Transcribe all of the records precisely as they are presented.
Start Records for this exercise
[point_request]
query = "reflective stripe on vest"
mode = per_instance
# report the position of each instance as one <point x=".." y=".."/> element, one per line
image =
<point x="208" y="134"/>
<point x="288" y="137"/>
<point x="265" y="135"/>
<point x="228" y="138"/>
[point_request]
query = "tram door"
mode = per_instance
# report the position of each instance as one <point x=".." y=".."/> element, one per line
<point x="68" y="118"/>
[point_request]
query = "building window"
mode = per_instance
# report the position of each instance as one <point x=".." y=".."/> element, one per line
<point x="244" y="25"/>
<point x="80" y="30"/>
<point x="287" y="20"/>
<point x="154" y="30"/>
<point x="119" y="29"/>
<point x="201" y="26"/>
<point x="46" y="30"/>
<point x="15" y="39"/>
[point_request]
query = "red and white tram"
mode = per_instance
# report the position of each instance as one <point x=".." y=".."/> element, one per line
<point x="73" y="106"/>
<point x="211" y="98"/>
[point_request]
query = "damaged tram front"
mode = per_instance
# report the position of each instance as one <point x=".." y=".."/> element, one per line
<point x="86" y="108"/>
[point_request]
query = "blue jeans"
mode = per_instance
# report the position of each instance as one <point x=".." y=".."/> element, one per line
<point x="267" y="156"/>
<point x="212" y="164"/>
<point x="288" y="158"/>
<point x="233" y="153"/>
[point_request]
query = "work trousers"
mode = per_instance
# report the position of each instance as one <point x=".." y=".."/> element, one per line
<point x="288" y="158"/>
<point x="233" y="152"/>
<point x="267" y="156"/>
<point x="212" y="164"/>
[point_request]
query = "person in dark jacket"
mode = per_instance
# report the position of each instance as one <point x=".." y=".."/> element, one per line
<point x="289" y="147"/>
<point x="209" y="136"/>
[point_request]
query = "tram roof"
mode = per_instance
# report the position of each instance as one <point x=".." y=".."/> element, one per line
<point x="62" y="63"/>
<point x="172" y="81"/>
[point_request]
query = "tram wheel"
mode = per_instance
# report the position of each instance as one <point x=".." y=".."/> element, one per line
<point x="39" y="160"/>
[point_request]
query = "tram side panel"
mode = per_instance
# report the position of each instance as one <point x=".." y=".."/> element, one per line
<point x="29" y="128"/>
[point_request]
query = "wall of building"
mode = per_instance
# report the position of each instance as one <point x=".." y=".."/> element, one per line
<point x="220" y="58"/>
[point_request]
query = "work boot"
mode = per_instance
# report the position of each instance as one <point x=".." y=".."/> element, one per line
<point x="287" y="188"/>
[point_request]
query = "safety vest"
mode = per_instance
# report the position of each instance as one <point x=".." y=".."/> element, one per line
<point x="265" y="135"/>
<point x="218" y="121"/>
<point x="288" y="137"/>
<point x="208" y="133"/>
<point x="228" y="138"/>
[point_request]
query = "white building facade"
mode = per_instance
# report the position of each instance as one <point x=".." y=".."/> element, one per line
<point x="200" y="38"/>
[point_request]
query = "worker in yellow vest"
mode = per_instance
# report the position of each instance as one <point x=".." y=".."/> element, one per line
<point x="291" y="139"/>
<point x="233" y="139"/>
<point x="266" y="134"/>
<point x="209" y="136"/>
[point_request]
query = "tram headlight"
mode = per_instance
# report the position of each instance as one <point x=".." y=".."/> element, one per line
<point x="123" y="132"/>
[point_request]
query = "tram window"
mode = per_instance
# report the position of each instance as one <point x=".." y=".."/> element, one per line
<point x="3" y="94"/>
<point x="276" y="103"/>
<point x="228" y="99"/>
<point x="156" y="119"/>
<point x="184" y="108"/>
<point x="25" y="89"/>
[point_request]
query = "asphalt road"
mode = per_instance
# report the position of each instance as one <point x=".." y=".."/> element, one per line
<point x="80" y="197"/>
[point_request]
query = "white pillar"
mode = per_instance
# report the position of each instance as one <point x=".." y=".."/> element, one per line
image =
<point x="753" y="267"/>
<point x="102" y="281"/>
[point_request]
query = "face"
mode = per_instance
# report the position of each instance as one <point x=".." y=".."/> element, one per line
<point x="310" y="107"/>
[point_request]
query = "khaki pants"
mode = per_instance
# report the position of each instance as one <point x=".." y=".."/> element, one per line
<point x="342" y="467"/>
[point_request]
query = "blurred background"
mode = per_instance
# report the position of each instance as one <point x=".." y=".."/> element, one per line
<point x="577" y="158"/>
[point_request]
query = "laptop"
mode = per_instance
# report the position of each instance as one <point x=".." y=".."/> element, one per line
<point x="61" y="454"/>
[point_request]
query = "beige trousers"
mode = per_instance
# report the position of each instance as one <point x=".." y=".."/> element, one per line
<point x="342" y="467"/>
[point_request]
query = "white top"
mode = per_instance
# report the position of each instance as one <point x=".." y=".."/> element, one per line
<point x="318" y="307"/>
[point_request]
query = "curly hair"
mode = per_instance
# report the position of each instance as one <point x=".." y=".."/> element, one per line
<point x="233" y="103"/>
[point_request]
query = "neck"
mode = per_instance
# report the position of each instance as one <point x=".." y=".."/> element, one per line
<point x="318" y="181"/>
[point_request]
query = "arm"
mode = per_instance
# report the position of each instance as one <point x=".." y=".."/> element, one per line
End Records for this exercise
▸ **Reply to the task**
[point_request]
query = "reflective stripe on vest"
mode = per_instance
# report the position of each instance as one <point x=".." y=".."/> element, one per line
image =
<point x="208" y="134"/>
<point x="288" y="137"/>
<point x="265" y="135"/>
<point x="228" y="138"/>
[point_request]
query = "tram door"
mode = per_instance
# report the position of each instance as one <point x=".." y=".."/> element, one per line
<point x="68" y="118"/>
[point_request]
query = "building window"
mode = per_instance
# report the position of each instance as one <point x=".." y=".."/> element, one per line
<point x="244" y="25"/>
<point x="80" y="30"/>
<point x="287" y="20"/>
<point x="154" y="30"/>
<point x="119" y="29"/>
<point x="201" y="26"/>
<point x="46" y="30"/>
<point x="15" y="39"/>
[point_request]
query = "red and white tram"
mode = per_instance
# report the position of each instance as one <point x=".." y=".."/> element, one per line
<point x="73" y="106"/>
<point x="211" y="98"/>
[point_request]
query = "damaged tram front"
mode = per_instance
# report the position of each instance as one <point x=".." y=".."/> element, one per line
<point x="86" y="108"/>
[point_request]
query = "blue jeans"
mode = per_instance
# report the position of each instance as one <point x=".." y=".."/> element, one per line
<point x="267" y="156"/>
<point x="212" y="164"/>
<point x="288" y="158"/>
<point x="233" y="153"/>
[point_request]
query = "work trousers"
mode = per_instance
# report the position of each instance as one <point x=".." y=".."/> element, one per line
<point x="288" y="158"/>
<point x="233" y="152"/>
<point x="267" y="156"/>
<point x="212" y="164"/>
[point_request]
query = "person in dark jacket"
mode = per_instance
# report the position of each instance as one <point x=".." y=".."/> element, one per line
<point x="289" y="147"/>
<point x="209" y="136"/>
[point_request]
query = "tram roof"
mode = per_instance
# report the position of each instance as one <point x=".." y=".."/> element, one per line
<point x="62" y="63"/>
<point x="172" y="81"/>
[point_request]
query = "tram wheel"
mode = per_instance
# report the position of each instance as one <point x=".." y=".."/> element, one per line
<point x="39" y="160"/>
[point_request]
query = "tram side panel"
mode = per_instance
# report the position of each instance as one <point x=".." y=".."/> element, one per line
<point x="29" y="128"/>
[point_request]
query = "wall of building"
mode = per_instance
# report the position of each instance as one <point x=".." y=".."/> element, one per line
<point x="220" y="58"/>
[point_request]
query = "work boot"
mode = per_instance
# report the position of each instance as one <point x=".." y=".."/> element, one per line
<point x="287" y="188"/>
[point_request]
query = "safety vest"
mode = per_instance
# report the position of each instance as one <point x=".." y=".."/> element, one per line
<point x="265" y="135"/>
<point x="218" y="121"/>
<point x="288" y="137"/>
<point x="208" y="133"/>
<point x="228" y="138"/>
[point_request]
query = "white building facade"
mode = per_instance
# report the position of each instance as one <point x=".." y=".."/> element, one per line
<point x="200" y="38"/>
[point_request]
query = "worker in yellow vest"
mode = per_instance
# report the position of each instance as one <point x=".." y=".."/> element, one per line
<point x="291" y="139"/>
<point x="233" y="139"/>
<point x="266" y="134"/>
<point x="209" y="136"/>
[point_request]
query = "tram headlight"
mode = per_instance
# report the position of each instance as one <point x=".." y=".."/> element, one per line
<point x="123" y="132"/>
[point_request]
query = "tram window"
mode = per_instance
# report the position of each instance as one <point x=".." y=".."/> element, one per line
<point x="3" y="94"/>
<point x="276" y="103"/>
<point x="228" y="99"/>
<point x="156" y="119"/>
<point x="184" y="108"/>
<point x="25" y="89"/>
[point_request]
query = "asphalt road"
mode = per_instance
# report the position of each instance as one <point x=".." y=".."/> element, one per line
<point x="80" y="197"/>
[point_request]
query = "white pillar"
mode = per_instance
# report the position of each instance as one <point x=".." y=".."/> element, one per line
image =
<point x="753" y="267"/>
<point x="102" y="281"/>
[point_request]
query = "face"
mode = per_instance
# report the position of each instance as one <point x=".." y=".."/> element, one per line
<point x="310" y="107"/>
[point_request]
query = "khaki pants"
mode = per_instance
# report the position of each instance as one <point x=".." y=".."/> element, one per line
<point x="342" y="467"/>
[point_request]
query = "blurred background"
mode = per_instance
# report the position of each instance as one <point x=".." y=".."/> element, one per line
<point x="577" y="158"/>
[point_request]
query = "laptop"
mode = per_instance
# report the position of each instance as one <point x=".." y=".."/> element, one per line
<point x="61" y="454"/>
[point_request]
query = "beige trousers"
mode = per_instance
# report the position of each instance as one <point x=".." y=".."/> element, one per line
<point x="342" y="467"/>
[point_request]
query = "white top"
mode = per_instance
# report the position of each instance as one <point x=".." y=".."/> element, one per line
<point x="318" y="307"/>
[point_request]
query = "curly hair"
mode = per_instance
# report the position of each instance as one <point x=".." y=".."/> element, one per line
<point x="233" y="103"/>
[point_request]
query = "neck"
mode = per_instance
# report the position of each instance as one <point x=".." y=".."/> element, one per line
<point x="318" y="181"/>
[point_request]
query = "arm"
mode = per_instance
# report the position of each instance as one <point x=".." y=".."/> element, one per line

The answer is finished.